──────── Supplied records

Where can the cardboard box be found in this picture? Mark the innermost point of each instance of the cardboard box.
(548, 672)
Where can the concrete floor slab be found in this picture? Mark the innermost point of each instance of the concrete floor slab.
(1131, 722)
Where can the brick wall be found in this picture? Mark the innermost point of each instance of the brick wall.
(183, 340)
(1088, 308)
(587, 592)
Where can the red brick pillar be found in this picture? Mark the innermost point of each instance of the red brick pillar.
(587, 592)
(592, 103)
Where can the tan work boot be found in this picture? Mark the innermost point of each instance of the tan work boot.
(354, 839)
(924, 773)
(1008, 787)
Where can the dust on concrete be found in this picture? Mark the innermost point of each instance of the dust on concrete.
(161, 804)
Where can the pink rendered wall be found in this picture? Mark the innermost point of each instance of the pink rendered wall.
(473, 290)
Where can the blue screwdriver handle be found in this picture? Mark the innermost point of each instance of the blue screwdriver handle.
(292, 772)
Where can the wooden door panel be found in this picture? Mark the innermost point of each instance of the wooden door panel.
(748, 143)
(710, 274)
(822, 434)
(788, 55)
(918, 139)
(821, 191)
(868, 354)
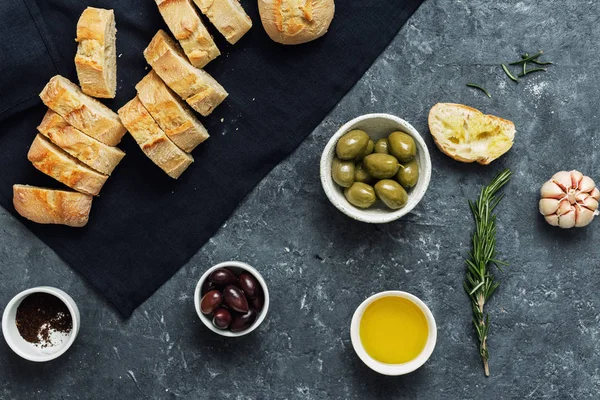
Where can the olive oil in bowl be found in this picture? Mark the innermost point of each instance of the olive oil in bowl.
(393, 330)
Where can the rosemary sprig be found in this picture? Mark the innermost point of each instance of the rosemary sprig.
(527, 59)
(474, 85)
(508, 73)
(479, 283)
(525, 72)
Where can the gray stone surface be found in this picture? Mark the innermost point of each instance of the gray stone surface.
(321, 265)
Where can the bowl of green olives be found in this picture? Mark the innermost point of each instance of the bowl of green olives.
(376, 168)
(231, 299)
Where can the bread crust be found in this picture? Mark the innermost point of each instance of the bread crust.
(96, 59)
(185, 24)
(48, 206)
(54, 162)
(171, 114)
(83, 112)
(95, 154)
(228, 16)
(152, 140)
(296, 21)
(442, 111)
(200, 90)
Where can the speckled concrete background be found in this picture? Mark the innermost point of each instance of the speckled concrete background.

────────────────

=== Aim ===
Please render all the data above as a numbered list, one line per item, with blank lines and pictures left out.

=== Exercise result ===
1. Where can the cardboard box be found in this picture? Mark the innermost point of each instance of the cardboard box.
2. (548, 672)
3. Where can the concrete floor slab be found in this picture? Mark the innermost point of each instance of the concrete floor slab.
4. (1131, 722)
5. Where can the brick wall be found in this picture? Mark the innermost point of each instance of the brick wall.
6. (183, 340)
7. (1088, 308)
8. (587, 592)
9. Where can the red brick pillar be found in this picture? Mark the innermost point of each instance of the red brick pillar.
10. (587, 592)
11. (592, 103)
12. Where can the tan work boot be found in this picture? Mark the innermost point of each instance of the tan work boot.
13. (354, 839)
14. (924, 773)
15. (1008, 787)
16. Where can the dust on concrete be found in this picture? Mark the innermost point of each instance of the dust on concrete.
17. (161, 804)
18. Where can the pink rendered wall be found in this picture? Mark the innermost point of each instance of the pink rendered wall.
19. (473, 290)
20. Where can the blue screwdriver handle be found in this picture? Mark the innermost point of each instance of the blue screwdriver handle.
21. (292, 772)
22. Where can the wooden door panel be found in this picture? Mark the innermost point of each instance of the wooden door panel.
23. (748, 143)
24. (710, 274)
25. (822, 434)
26. (788, 55)
27. (918, 139)
28. (821, 191)
29. (868, 354)
30. Where can the olive oil in bowl be found in this picture? Mark the innermost point of each instance of the olive oil in bowl.
31. (393, 330)
32. Where can the rosemary sprig be found in this picture? Mark the innermost point of each instance of the rosemary sprig.
33. (527, 59)
34. (474, 85)
35. (508, 73)
36. (479, 283)
37. (525, 72)
38. Where can the gray stone surface be found in this picture? Mark the innermost point of each instance of the gray stone surface.
39. (321, 265)
40. Where can the bowl of green olives be found in this picture? Mark the innermost point of each instance of the bowl of green olives.
41. (376, 168)
42. (231, 299)
43. Where can the bread crust be found in this picture? Mark the innermost point of each instance of the bread crust.
44. (96, 59)
45. (185, 24)
46. (48, 206)
47. (54, 162)
48. (171, 114)
49. (83, 112)
50. (95, 154)
51. (228, 16)
52. (152, 140)
53. (296, 21)
54. (442, 111)
55. (200, 90)
56. Where can the speckled concrete background be found in this picture? Mark the innermost point of each instance of the speckled concrete background.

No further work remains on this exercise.